- _What is being asked_: Images must not appear in your copy; reproduce every other part of the records exactly.

- _Data for this task_:
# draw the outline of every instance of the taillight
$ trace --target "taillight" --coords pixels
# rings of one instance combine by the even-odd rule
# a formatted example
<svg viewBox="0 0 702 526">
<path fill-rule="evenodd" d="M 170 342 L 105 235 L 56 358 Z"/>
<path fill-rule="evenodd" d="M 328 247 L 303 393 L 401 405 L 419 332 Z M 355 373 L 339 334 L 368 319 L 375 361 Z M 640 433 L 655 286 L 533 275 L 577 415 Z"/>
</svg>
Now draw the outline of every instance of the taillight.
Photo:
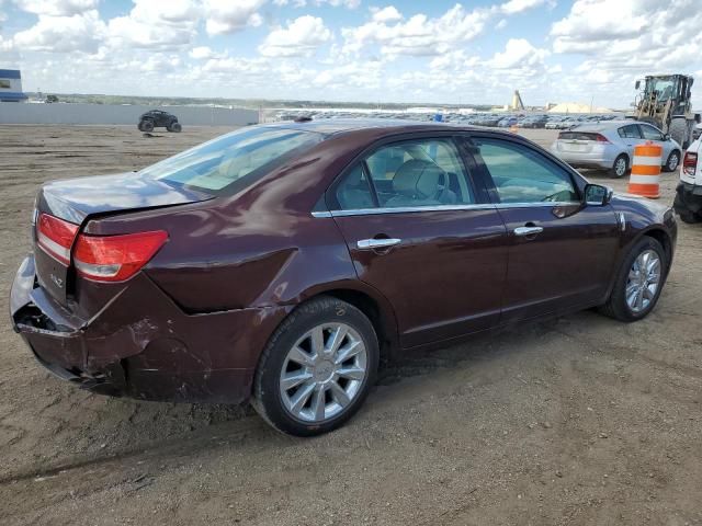
<svg viewBox="0 0 702 526">
<path fill-rule="evenodd" d="M 36 225 L 36 241 L 44 252 L 68 266 L 70 248 L 78 233 L 78 225 L 48 214 L 39 214 Z"/>
<path fill-rule="evenodd" d="M 136 274 L 168 239 L 163 230 L 122 236 L 78 236 L 73 264 L 97 282 L 122 282 Z"/>
<path fill-rule="evenodd" d="M 688 175 L 694 176 L 698 170 L 698 155 L 693 151 L 686 151 L 682 160 L 682 171 Z"/>
</svg>

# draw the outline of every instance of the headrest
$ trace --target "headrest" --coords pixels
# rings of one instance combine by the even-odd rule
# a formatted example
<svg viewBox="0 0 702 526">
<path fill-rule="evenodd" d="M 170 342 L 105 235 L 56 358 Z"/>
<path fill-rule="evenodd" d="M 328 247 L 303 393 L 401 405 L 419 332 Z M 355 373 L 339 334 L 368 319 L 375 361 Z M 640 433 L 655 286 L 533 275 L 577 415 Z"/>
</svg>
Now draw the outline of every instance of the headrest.
<svg viewBox="0 0 702 526">
<path fill-rule="evenodd" d="M 393 190 L 403 195 L 418 198 L 432 197 L 444 184 L 445 172 L 433 162 L 412 159 L 395 172 Z"/>
</svg>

- _Solution to this problem_:
# draw the outline of every instance of the taillight
$ trace --target "taillight" --coords pixels
# rings of one instance combine by the even-odd rule
# a formatted example
<svg viewBox="0 0 702 526">
<path fill-rule="evenodd" d="M 170 342 L 105 235 L 56 358 Z"/>
<path fill-rule="evenodd" d="M 328 247 L 303 393 L 401 405 L 419 332 Z M 355 373 L 339 334 L 368 319 L 375 361 Z M 640 433 L 655 286 L 533 275 L 577 415 Z"/>
</svg>
Now draw the outline of every instance of the taillight.
Photo:
<svg viewBox="0 0 702 526">
<path fill-rule="evenodd" d="M 36 225 L 36 241 L 44 252 L 68 266 L 70 248 L 78 233 L 78 225 L 48 214 L 39 214 Z"/>
<path fill-rule="evenodd" d="M 136 274 L 168 239 L 163 230 L 122 236 L 78 236 L 73 264 L 97 282 L 122 282 Z"/>
<path fill-rule="evenodd" d="M 688 175 L 694 176 L 698 170 L 698 155 L 693 151 L 686 151 L 682 160 L 682 171 Z"/>
</svg>

# draw the outline of every instance of the headrest
$ trace --target "headrest" --coords pixels
# rings of one instance combine by the even-odd rule
# a formatted example
<svg viewBox="0 0 702 526">
<path fill-rule="evenodd" d="M 170 342 L 105 235 L 56 358 Z"/>
<path fill-rule="evenodd" d="M 328 247 L 303 393 L 401 405 L 419 332 Z M 355 373 L 339 334 L 368 319 L 375 361 Z M 640 433 L 655 286 L 533 275 L 577 415 Z"/>
</svg>
Now draw the outline of every instance of the headrest.
<svg viewBox="0 0 702 526">
<path fill-rule="evenodd" d="M 393 190 L 403 195 L 418 198 L 432 197 L 444 184 L 445 172 L 433 162 L 412 159 L 395 172 Z"/>
</svg>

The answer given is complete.